• **SET EXERCISE**
Reproduce the items from the beginning through the line that contains "[149,199,196,298]", inclusive. Keep the requests unchanged, but multiply each bounding-box coordinate in the answers by 0.85 and round to whole numbers (halves round up), leaving out the pictures.

[Collected data]
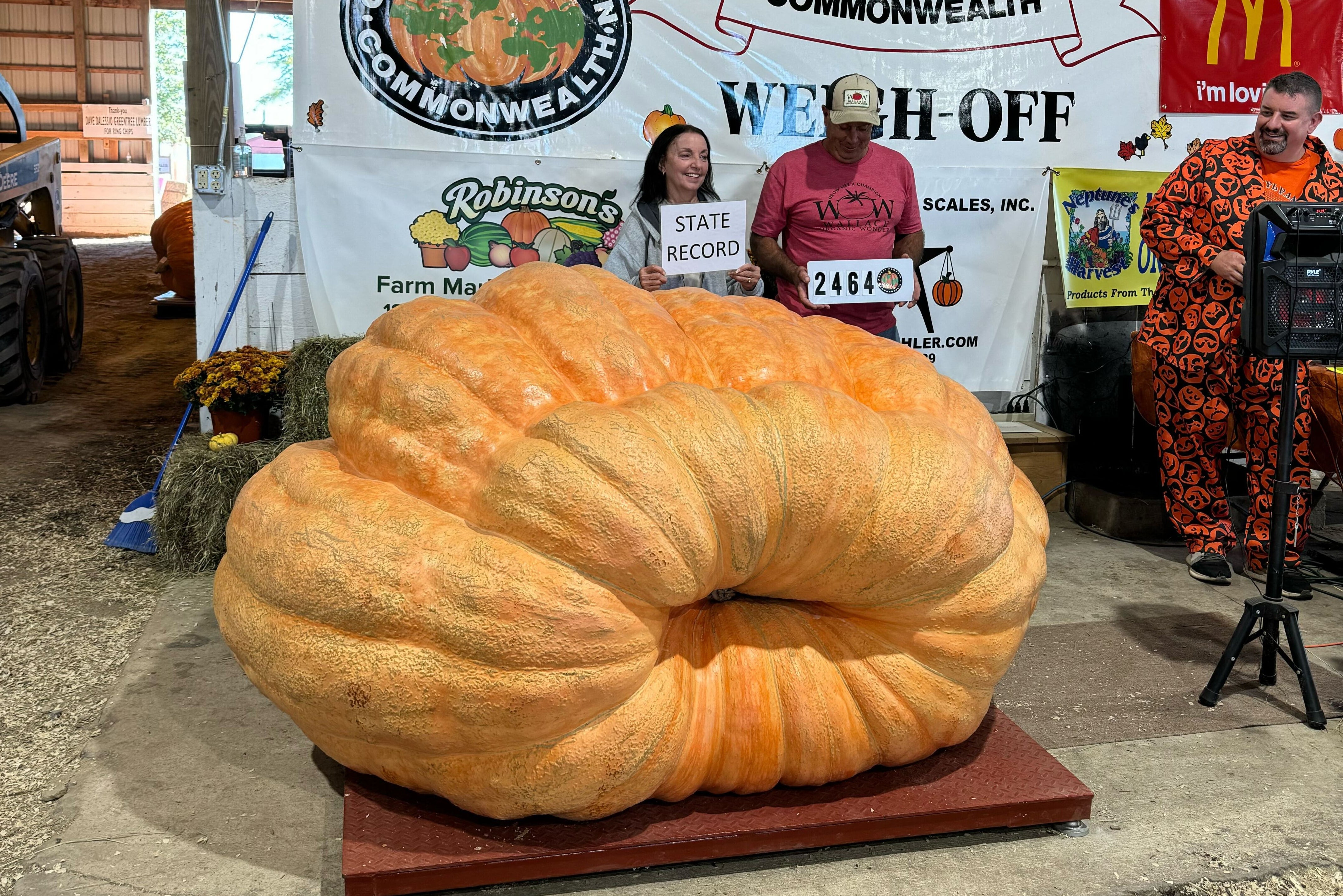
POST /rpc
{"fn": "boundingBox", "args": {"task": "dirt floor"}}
[0,241,1343,896]
[0,238,195,893]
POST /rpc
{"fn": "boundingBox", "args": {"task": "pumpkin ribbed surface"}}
[215,263,1048,818]
[149,199,196,298]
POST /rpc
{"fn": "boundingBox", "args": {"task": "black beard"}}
[1260,130,1286,156]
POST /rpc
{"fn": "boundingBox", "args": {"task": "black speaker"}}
[1241,203,1343,360]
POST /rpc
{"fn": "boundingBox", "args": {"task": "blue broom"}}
[103,212,275,553]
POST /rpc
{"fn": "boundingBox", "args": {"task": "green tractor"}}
[0,78,83,404]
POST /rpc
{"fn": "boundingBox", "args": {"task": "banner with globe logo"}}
[341,0,630,140]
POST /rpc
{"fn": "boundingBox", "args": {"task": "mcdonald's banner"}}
[1160,0,1343,114]
[1054,168,1166,308]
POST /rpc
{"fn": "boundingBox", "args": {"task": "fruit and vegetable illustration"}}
[409,181,620,270]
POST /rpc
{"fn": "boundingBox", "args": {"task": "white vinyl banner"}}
[297,146,1049,391]
[896,168,1049,398]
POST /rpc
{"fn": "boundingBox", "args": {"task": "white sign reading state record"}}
[662,202,747,274]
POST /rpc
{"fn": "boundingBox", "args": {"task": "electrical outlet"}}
[195,165,224,196]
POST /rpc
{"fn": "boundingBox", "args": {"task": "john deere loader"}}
[0,78,83,404]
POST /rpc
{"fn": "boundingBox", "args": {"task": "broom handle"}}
[149,403,196,496]
[207,212,275,357]
[150,212,275,494]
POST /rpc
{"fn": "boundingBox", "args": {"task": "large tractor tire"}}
[0,248,51,404]
[21,236,83,373]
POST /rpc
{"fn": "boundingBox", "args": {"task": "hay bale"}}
[152,432,289,572]
[283,336,363,442]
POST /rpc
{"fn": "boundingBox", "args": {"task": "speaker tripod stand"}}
[1198,359,1324,728]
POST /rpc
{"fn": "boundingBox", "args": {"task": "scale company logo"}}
[341,0,630,140]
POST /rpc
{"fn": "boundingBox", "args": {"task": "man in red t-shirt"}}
[751,75,924,341]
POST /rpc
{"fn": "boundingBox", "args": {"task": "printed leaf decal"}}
[1151,116,1174,149]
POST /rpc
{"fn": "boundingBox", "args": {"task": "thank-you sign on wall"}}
[79,105,154,140]
[1160,0,1343,114]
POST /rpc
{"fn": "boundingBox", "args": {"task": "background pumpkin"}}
[149,202,196,298]
[215,263,1048,818]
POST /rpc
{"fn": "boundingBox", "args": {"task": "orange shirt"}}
[1261,149,1320,203]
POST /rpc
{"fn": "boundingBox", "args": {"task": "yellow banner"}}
[1054,168,1166,308]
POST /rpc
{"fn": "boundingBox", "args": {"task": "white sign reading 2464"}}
[807,258,915,305]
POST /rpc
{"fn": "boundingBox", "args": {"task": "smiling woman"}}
[603,124,764,296]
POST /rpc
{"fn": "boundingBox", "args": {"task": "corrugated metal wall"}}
[0,0,154,234]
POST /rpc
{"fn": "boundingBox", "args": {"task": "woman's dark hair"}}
[634,125,718,205]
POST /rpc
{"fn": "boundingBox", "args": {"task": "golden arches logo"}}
[1207,0,1292,68]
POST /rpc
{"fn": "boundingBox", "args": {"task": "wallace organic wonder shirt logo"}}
[341,0,630,140]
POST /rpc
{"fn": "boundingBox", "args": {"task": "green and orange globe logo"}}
[341,0,630,140]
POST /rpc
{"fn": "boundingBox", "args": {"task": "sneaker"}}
[1235,566,1315,600]
[1184,551,1232,584]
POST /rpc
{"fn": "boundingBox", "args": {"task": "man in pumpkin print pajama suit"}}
[1139,73,1343,599]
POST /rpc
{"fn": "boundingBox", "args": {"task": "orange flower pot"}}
[209,408,262,445]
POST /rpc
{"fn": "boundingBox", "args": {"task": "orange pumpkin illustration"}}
[389,0,584,87]
[643,105,685,142]
[932,251,966,308]
[500,205,551,246]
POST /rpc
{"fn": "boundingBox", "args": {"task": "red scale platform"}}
[344,708,1092,896]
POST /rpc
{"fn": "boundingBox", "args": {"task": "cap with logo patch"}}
[830,75,881,128]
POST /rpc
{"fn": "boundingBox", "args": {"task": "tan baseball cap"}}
[830,74,881,128]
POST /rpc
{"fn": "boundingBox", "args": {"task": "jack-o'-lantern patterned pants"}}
[1152,352,1311,570]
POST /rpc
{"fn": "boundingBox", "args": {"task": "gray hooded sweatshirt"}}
[602,192,764,296]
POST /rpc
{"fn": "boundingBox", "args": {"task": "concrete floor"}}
[16,513,1343,896]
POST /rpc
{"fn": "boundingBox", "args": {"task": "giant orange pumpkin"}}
[215,262,1048,818]
[149,200,196,298]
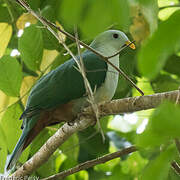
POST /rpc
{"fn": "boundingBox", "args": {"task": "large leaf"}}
[140,146,176,180]
[164,55,180,77]
[151,75,180,93]
[139,0,158,33]
[0,4,11,22]
[0,23,12,58]
[78,127,109,162]
[18,25,43,71]
[138,10,180,78]
[137,102,180,147]
[59,0,87,25]
[0,103,22,152]
[80,0,129,36]
[0,56,22,96]
[0,125,7,173]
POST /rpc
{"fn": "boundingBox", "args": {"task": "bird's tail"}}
[6,129,28,170]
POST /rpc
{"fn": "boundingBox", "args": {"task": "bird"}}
[6,30,135,170]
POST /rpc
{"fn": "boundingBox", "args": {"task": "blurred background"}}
[0,0,180,180]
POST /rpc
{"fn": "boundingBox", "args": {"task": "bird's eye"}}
[113,33,119,39]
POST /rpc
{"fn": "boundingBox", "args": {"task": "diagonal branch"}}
[12,90,179,177]
[42,146,137,180]
[15,0,144,95]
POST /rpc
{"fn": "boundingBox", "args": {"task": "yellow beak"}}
[125,40,136,49]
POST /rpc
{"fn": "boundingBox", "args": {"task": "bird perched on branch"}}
[7,30,135,169]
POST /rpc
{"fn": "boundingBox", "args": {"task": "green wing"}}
[23,51,107,115]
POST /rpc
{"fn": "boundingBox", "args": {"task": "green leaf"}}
[110,0,130,31]
[18,25,43,71]
[0,56,23,96]
[137,102,180,147]
[0,23,12,58]
[138,10,180,78]
[120,152,148,177]
[0,125,7,173]
[140,146,176,180]
[59,0,87,26]
[0,103,22,152]
[0,5,11,22]
[151,75,180,93]
[164,55,180,76]
[78,127,109,162]
[139,0,158,33]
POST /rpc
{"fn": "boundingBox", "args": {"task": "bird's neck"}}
[90,43,117,57]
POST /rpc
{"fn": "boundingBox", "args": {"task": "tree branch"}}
[15,0,144,95]
[159,4,180,10]
[42,146,137,180]
[12,90,179,177]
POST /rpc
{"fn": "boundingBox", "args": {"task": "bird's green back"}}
[26,51,107,115]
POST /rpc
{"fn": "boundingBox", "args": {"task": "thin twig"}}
[171,161,180,176]
[42,146,137,180]
[75,28,105,142]
[15,0,144,95]
[159,4,180,10]
[171,87,180,176]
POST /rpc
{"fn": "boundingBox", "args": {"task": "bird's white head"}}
[90,30,135,56]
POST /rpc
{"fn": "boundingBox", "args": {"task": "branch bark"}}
[42,146,137,180]
[12,90,179,177]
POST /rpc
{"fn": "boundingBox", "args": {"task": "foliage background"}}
[0,0,180,180]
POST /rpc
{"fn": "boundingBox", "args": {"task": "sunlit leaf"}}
[56,21,66,43]
[137,102,180,147]
[0,103,22,152]
[16,13,37,29]
[18,25,43,71]
[40,49,58,72]
[0,125,8,173]
[0,56,22,96]
[0,23,12,58]
[138,11,180,78]
[140,146,176,180]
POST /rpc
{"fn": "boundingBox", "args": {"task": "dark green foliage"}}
[0,0,180,180]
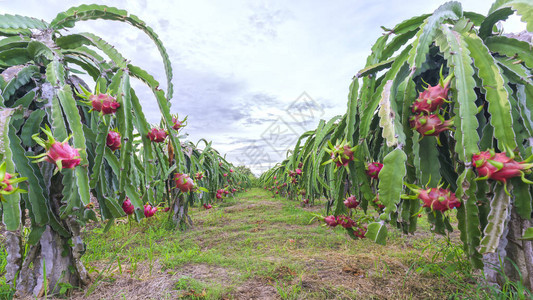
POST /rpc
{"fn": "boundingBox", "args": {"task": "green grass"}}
[76,189,494,299]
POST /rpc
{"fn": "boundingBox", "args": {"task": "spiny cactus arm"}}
[359,46,411,139]
[436,25,479,162]
[479,7,514,39]
[365,221,388,246]
[380,28,418,61]
[0,14,49,33]
[0,48,31,68]
[456,168,483,268]
[9,122,49,226]
[485,36,533,69]
[479,183,511,254]
[50,4,173,99]
[0,108,21,231]
[355,57,396,78]
[464,34,517,149]
[378,80,405,147]
[392,14,431,35]
[104,147,143,219]
[413,137,441,187]
[489,0,533,31]
[378,148,407,221]
[345,78,359,145]
[89,118,109,189]
[463,11,486,26]
[495,56,533,86]
[511,177,533,220]
[409,1,463,70]
[56,32,127,68]
[0,65,39,101]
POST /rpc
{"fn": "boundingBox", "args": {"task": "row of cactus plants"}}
[262,0,533,289]
[0,5,247,297]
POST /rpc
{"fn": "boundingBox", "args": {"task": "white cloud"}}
[2,0,524,171]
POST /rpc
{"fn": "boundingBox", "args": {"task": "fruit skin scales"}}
[409,114,453,136]
[46,142,81,169]
[411,81,450,114]
[472,150,533,184]
[174,173,195,193]
[344,196,359,209]
[147,128,167,143]
[106,131,121,151]
[89,94,120,115]
[122,197,135,215]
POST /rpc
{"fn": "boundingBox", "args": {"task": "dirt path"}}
[66,190,470,300]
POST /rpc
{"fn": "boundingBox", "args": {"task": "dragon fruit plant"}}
[0,5,185,298]
[340,0,533,289]
[261,0,533,290]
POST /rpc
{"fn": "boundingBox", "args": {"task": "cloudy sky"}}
[0,0,525,174]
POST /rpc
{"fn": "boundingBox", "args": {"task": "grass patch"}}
[76,189,494,299]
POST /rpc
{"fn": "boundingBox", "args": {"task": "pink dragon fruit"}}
[144,204,157,218]
[122,197,135,215]
[106,131,121,151]
[472,150,533,183]
[337,216,355,228]
[174,173,195,193]
[324,216,339,227]
[409,114,453,136]
[412,81,450,114]
[89,94,120,115]
[344,196,359,209]
[418,188,461,212]
[46,142,81,170]
[172,117,187,130]
[147,128,167,143]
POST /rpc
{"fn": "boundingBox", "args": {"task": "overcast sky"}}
[0,0,525,174]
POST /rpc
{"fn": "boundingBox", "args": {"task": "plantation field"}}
[17,189,483,299]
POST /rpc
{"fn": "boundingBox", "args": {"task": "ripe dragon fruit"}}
[372,195,385,210]
[324,216,339,227]
[30,126,81,171]
[409,114,453,136]
[144,204,157,218]
[337,216,355,228]
[174,173,195,193]
[366,162,383,179]
[122,197,135,215]
[106,131,121,151]
[411,81,450,114]
[147,128,167,143]
[353,225,366,239]
[89,94,120,115]
[324,141,357,167]
[472,150,533,184]
[45,142,81,170]
[344,196,359,209]
[1,172,13,192]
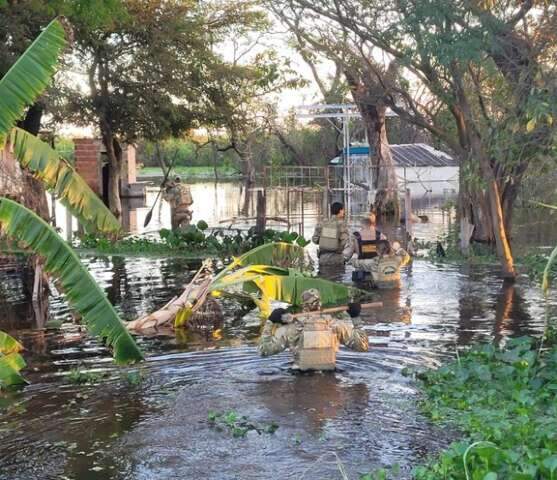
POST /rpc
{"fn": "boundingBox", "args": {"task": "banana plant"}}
[0,332,26,390]
[0,20,121,235]
[0,197,143,364]
[210,265,358,317]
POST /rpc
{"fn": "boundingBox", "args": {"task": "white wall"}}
[396,167,459,197]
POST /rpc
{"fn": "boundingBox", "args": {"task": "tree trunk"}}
[238,141,256,215]
[344,71,400,218]
[358,103,400,218]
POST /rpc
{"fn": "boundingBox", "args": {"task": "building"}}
[329,143,459,203]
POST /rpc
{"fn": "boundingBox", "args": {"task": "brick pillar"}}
[74,138,103,196]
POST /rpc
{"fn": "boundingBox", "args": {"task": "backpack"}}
[354,230,381,260]
[319,219,343,253]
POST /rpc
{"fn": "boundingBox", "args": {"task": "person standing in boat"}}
[259,288,369,371]
[163,177,193,230]
[311,202,353,276]
[349,241,411,289]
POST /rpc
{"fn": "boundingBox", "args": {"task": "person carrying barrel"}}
[259,288,369,371]
[163,177,193,230]
[348,241,411,289]
[311,202,352,276]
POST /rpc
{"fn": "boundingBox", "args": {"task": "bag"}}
[352,270,372,283]
[356,230,381,260]
[178,185,193,205]
[319,220,342,253]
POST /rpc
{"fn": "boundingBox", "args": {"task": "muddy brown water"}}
[0,186,557,480]
[0,253,555,479]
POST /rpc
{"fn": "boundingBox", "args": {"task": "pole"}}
[404,188,412,239]
[292,302,383,318]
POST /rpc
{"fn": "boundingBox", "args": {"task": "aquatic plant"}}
[0,20,121,235]
[0,332,26,390]
[207,410,279,437]
[414,337,557,480]
[0,197,143,364]
[77,226,309,257]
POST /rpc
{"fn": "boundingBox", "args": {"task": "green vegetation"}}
[0,198,143,363]
[415,333,557,480]
[207,410,279,437]
[67,367,107,385]
[78,225,309,257]
[0,332,25,390]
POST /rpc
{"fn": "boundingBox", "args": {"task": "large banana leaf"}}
[0,20,66,147]
[0,332,25,388]
[214,242,304,282]
[0,197,143,363]
[210,265,356,316]
[10,128,121,234]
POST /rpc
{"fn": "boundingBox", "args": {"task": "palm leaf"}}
[0,352,26,387]
[0,20,66,146]
[542,247,557,295]
[10,128,121,234]
[0,197,143,363]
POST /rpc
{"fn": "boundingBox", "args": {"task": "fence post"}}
[255,189,267,235]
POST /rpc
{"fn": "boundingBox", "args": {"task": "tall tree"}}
[272,0,557,278]
[57,0,270,216]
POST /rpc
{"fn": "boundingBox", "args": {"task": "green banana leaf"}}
[210,265,357,316]
[0,20,66,147]
[214,242,304,282]
[542,247,557,295]
[0,197,143,364]
[10,128,121,234]
[0,332,26,388]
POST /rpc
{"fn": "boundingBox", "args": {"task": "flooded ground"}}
[0,253,554,479]
[0,181,557,480]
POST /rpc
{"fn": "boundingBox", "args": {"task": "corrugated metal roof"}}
[391,143,458,167]
[331,143,458,167]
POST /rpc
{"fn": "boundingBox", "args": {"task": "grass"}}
[137,166,241,179]
[414,336,557,480]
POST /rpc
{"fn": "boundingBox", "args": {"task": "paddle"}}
[143,150,178,228]
[292,302,383,318]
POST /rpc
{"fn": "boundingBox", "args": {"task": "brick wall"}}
[74,138,102,195]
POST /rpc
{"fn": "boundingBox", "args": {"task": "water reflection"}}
[0,184,557,480]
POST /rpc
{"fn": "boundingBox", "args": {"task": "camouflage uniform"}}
[349,248,410,288]
[164,182,193,230]
[311,219,353,266]
[259,288,369,363]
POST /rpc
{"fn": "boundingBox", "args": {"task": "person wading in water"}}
[259,288,369,371]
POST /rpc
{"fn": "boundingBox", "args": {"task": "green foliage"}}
[79,226,309,257]
[360,463,400,480]
[0,20,66,147]
[0,332,25,390]
[210,265,358,318]
[424,224,498,264]
[414,337,557,480]
[67,367,106,385]
[207,410,279,438]
[0,197,143,363]
[10,128,122,234]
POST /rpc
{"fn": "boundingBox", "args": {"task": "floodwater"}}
[0,181,557,480]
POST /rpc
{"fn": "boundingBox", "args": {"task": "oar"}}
[143,150,178,228]
[292,302,383,318]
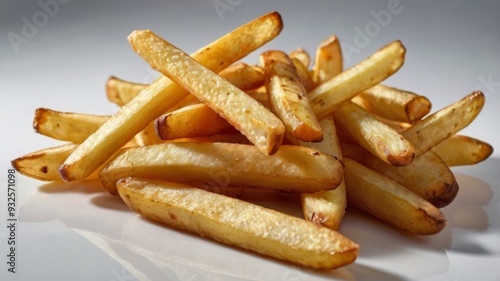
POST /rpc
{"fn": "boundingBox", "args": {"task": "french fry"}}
[352,84,431,123]
[154,103,232,140]
[341,142,458,208]
[59,12,283,182]
[300,117,347,230]
[106,76,148,107]
[292,58,314,93]
[312,35,343,85]
[129,30,285,154]
[401,91,485,157]
[100,142,342,194]
[289,47,311,68]
[260,51,323,142]
[333,102,415,166]
[33,108,110,143]
[344,157,446,235]
[117,178,359,269]
[308,41,406,120]
[432,135,493,167]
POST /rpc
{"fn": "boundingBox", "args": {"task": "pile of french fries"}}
[12,12,493,269]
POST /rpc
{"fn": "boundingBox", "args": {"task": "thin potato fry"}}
[301,117,347,230]
[260,51,323,142]
[401,91,485,157]
[312,35,343,85]
[341,143,458,208]
[59,12,283,181]
[154,103,232,140]
[432,135,493,167]
[129,30,285,155]
[118,178,358,269]
[308,41,406,119]
[344,157,446,235]
[352,84,431,123]
[100,142,342,194]
[333,102,415,166]
[33,108,110,143]
[106,76,148,106]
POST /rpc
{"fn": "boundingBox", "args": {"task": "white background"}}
[0,0,500,280]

• **ANSWER TO THE TASK**
POST /rpc
{"fn": "boundingBox", "args": {"task": "dirt floor"}}
[0,205,1142,762]
[0,202,166,759]
POST /rpc
{"fn": "boundingBox", "args": {"task": "pumpkin ribbed surface"}}
[183,224,891,695]
[127,169,167,253]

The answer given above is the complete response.